* What the task requires: Set down again each entry exactly as it reads, pictures excluded.

* Supplied records:
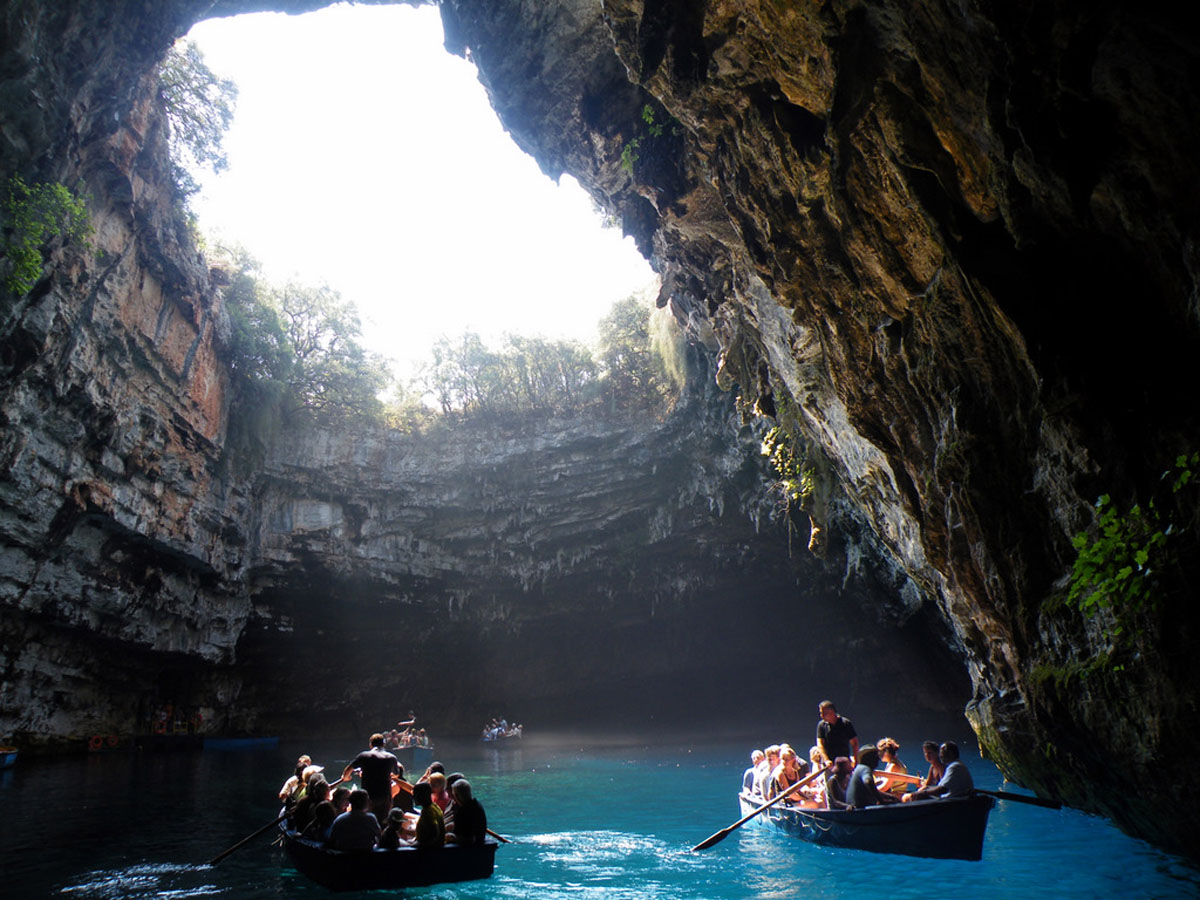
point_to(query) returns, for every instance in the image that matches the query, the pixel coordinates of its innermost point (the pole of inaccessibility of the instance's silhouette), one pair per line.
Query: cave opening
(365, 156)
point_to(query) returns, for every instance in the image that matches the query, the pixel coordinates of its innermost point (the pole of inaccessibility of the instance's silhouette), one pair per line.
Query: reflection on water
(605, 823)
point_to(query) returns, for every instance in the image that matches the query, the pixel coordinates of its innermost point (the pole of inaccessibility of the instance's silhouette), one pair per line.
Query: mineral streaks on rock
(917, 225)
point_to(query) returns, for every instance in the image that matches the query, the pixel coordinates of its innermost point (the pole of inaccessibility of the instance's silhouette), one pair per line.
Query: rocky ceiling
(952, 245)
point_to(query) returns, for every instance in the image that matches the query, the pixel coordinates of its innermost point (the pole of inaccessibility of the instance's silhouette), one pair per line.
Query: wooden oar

* Task result:
point_to(query) returns, for every instance in the image that matches the query, the pixel coordinates of its innermost point (the pole of inaccessibility of the instance's silhouette), one pair per line.
Query: cave opening
(365, 156)
point_to(query) returns, for every instance in the image that matches the query, the pixel coordinates of its innermost point (the pole of inaccessibility of the instance's silhouette), one pair per line.
Query: reflection on water
(605, 823)
point_to(query) returns, for every instance in the image that matches the query, the pixel coordinates of its innermost point (the pole of inaccessibility of the instance's silhouette), one pair per line.
Query: mineral streaks on rock
(917, 225)
point_to(query) returns, for every instance in the image that matches the query, the pixel coordinates of its innermost point (the pole of inaccessibility of the instance's silhouette), one pair per line.
Query: rocky ceiling
(952, 245)
point_to(query) returns, for every instance in the image that matches the query, the pixel coordinates of its innermost point (the pole of inaccessibility of the instance's silhouette), one pair per line.
Query: wooden oar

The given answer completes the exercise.